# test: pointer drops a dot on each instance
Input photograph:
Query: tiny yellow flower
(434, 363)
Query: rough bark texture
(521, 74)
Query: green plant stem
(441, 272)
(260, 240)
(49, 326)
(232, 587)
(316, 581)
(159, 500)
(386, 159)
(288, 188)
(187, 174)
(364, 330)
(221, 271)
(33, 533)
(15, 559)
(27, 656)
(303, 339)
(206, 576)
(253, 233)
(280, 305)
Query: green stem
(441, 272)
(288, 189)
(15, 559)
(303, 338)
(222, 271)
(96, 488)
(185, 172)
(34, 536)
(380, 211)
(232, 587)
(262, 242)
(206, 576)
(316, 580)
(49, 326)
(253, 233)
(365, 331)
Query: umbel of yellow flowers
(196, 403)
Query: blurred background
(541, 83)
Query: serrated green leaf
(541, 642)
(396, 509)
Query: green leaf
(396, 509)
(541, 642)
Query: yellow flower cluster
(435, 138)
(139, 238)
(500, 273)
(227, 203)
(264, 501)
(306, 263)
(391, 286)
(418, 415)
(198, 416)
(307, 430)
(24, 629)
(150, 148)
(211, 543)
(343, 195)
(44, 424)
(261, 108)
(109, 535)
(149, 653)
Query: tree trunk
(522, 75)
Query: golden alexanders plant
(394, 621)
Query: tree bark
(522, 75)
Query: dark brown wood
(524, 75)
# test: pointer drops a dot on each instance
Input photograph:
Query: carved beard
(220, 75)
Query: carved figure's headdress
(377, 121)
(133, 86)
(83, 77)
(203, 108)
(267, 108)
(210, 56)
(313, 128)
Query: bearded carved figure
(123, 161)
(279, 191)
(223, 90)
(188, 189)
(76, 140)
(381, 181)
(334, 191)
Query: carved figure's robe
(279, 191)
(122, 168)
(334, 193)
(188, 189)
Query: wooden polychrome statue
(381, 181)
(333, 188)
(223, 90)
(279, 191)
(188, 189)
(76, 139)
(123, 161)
**********
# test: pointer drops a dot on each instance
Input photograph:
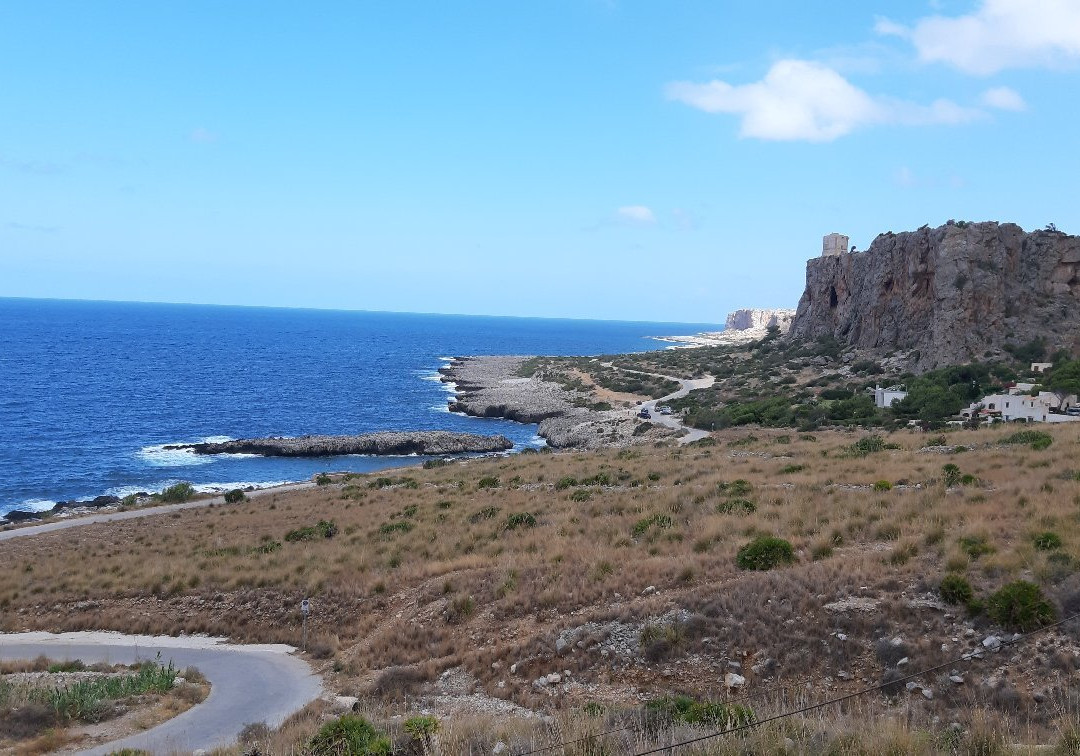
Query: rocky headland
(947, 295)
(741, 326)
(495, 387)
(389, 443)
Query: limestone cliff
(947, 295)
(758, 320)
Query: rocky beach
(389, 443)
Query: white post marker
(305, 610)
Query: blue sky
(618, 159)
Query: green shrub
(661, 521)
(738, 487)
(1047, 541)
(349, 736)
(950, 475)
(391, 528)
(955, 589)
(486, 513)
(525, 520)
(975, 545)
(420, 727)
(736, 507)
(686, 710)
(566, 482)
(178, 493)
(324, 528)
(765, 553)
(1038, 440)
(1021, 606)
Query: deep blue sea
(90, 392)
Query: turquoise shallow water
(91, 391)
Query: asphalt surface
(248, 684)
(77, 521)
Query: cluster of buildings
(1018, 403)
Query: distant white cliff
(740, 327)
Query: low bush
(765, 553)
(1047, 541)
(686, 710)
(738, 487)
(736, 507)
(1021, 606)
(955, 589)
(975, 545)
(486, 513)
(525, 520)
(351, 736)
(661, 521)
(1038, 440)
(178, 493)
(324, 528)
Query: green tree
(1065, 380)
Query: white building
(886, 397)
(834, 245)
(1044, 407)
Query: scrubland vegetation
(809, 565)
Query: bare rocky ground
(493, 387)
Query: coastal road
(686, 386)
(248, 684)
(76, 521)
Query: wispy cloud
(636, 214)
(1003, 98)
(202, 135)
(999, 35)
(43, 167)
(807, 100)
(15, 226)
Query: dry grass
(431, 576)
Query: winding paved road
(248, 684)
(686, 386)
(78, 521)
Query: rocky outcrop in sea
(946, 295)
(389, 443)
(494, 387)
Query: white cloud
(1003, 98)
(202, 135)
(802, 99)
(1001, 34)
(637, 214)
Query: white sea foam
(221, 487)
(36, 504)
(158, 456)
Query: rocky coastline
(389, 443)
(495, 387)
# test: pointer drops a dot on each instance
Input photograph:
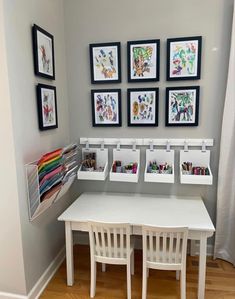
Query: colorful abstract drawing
**********
- **AIM OF THE TASK**
Reproduce the listing from the line with "Query: coastal road" up to and including the line with "Query: colorful abstract drawing", swapping "road" for "highway" and keeping everything else the same. Omit the pictures from your answer.

- **FINAL RESULT**
Query: coastal highway
(686, 386)
(248, 684)
(76, 521)
Query: wispy cloud
(636, 214)
(1003, 98)
(202, 135)
(999, 35)
(43, 167)
(807, 100)
(15, 226)
Query: dry grass
(431, 576)
Query: winding paved highway
(248, 684)
(686, 386)
(78, 521)
Query: rocky outcrop in sea
(946, 295)
(389, 443)
(494, 387)
Query: white cloud
(1003, 98)
(202, 135)
(802, 99)
(1001, 34)
(637, 214)
Query: white sea foam
(221, 487)
(36, 504)
(158, 456)
Query: rocky coastline
(389, 443)
(495, 387)
# test: pointer drops a dot on each instance
Input photograph:
Query: colorful abstract drawing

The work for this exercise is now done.